Location identification items:
• • •

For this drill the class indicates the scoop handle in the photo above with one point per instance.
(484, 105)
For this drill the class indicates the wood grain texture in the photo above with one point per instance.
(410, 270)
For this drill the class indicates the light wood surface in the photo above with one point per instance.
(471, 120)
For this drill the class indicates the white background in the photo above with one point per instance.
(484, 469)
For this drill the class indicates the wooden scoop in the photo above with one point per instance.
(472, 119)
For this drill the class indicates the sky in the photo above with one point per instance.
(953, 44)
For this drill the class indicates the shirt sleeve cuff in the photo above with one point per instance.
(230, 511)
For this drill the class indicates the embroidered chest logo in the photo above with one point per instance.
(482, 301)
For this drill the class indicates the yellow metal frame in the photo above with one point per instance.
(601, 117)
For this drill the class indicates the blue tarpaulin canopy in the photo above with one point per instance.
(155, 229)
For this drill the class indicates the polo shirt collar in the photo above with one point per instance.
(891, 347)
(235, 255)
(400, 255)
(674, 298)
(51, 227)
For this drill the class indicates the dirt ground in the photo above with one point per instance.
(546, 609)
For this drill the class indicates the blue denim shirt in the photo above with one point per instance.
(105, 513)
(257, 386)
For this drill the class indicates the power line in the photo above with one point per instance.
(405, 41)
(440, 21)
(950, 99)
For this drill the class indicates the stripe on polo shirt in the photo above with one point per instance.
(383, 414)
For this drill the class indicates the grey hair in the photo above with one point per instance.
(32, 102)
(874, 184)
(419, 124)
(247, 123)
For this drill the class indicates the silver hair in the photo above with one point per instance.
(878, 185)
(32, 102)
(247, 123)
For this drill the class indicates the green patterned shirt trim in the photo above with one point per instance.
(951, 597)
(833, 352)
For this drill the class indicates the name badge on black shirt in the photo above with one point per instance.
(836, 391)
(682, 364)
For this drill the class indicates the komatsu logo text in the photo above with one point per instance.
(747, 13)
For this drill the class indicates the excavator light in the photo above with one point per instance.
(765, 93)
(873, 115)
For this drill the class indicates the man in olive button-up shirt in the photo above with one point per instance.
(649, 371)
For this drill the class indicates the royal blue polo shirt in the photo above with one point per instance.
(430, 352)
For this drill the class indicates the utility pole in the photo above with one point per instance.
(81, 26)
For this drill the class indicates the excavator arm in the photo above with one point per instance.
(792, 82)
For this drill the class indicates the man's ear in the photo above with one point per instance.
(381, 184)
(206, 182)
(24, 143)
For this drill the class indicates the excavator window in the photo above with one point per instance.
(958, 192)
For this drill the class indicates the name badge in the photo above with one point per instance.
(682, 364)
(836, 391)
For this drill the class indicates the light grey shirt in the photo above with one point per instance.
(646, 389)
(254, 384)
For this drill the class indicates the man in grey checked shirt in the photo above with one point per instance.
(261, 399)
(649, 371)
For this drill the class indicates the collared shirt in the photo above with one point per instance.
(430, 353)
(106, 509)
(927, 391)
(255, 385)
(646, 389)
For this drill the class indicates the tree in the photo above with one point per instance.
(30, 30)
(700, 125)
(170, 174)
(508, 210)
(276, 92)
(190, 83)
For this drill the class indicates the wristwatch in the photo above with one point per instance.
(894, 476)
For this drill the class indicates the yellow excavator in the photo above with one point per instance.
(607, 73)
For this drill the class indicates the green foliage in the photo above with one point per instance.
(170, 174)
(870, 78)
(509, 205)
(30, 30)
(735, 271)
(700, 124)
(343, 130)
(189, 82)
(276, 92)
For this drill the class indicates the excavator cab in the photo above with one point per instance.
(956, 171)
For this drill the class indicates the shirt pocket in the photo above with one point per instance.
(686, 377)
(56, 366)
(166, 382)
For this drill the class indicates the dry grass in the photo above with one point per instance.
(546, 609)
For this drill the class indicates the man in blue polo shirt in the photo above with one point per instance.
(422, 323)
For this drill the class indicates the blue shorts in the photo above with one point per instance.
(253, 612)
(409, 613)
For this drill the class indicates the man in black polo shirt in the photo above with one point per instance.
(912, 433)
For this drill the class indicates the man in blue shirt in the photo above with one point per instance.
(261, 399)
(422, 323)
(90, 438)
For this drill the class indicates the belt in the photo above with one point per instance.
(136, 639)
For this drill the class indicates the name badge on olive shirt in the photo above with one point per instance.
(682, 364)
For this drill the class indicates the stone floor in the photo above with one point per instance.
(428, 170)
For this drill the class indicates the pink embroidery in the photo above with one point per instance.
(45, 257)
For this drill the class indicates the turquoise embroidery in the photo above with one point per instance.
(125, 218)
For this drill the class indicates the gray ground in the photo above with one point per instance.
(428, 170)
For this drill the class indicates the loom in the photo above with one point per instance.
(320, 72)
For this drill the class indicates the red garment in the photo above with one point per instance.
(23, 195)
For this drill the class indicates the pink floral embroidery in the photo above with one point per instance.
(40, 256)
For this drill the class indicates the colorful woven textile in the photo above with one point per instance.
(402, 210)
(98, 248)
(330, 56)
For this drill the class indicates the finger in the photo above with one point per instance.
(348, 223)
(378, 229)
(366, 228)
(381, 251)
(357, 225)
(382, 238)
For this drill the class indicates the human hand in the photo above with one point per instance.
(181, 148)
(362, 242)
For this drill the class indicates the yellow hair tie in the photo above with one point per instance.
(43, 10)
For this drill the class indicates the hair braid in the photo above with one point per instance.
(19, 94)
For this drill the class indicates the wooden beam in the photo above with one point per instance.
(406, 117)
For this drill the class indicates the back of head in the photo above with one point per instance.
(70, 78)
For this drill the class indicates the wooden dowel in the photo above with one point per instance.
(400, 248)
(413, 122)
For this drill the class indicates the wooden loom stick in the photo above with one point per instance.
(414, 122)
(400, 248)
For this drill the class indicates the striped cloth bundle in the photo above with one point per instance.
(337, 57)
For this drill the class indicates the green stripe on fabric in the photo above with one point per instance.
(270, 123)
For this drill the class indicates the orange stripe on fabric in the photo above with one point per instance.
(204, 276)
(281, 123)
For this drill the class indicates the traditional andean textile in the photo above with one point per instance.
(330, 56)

• • •

* _Goal of the exercise_:
Reproduce exactly the line that holds "For this drill the class indicates the pink floral", then every line after it, ending with the final line of the records above.

* _Correct response_:
For this drill the class indicates the pink floral embroidery in the photo above with one point per instance.
(40, 256)
For this drill the class indicates the colorful woven textile in the photo above with one point per instance.
(402, 210)
(98, 248)
(330, 56)
For this drill the class indicates the finger in the photo above with one point per instance.
(348, 223)
(378, 229)
(366, 228)
(381, 251)
(357, 225)
(382, 238)
For this drill the class indicates the human hand in the photo above with one point per instance.
(181, 148)
(362, 242)
For this drill the class indicates the yellow hair tie in the photo above with one point per instance.
(43, 10)
For this drill the class indicates the hair braid in the photo above with one point per instance.
(19, 94)
For this drill the class indicates the wooden beam in the photo above with one point per instance.
(406, 117)
For this drill the class indicates the back of head in the photo above with one point per instance.
(70, 78)
For this drill the class indicates the wooden dowel in the photo above with one point per instance.
(400, 248)
(413, 122)
For this drill the class indicates the wooden loom stick in the photo above with one point per instance.
(414, 122)
(400, 248)
For this drill the class indicates the striped cloth bundle in the photo above with one point per instance.
(337, 57)
For this drill the class indicates the green stripe on fabric in the photo above with one point per instance.
(270, 123)
For this drill the class indicates the orange stripe on fabric in the photo above with one point per instance.
(204, 276)
(281, 123)
For this drill the class indicates the traditional andean textile in the photo above with one point per instance.
(330, 56)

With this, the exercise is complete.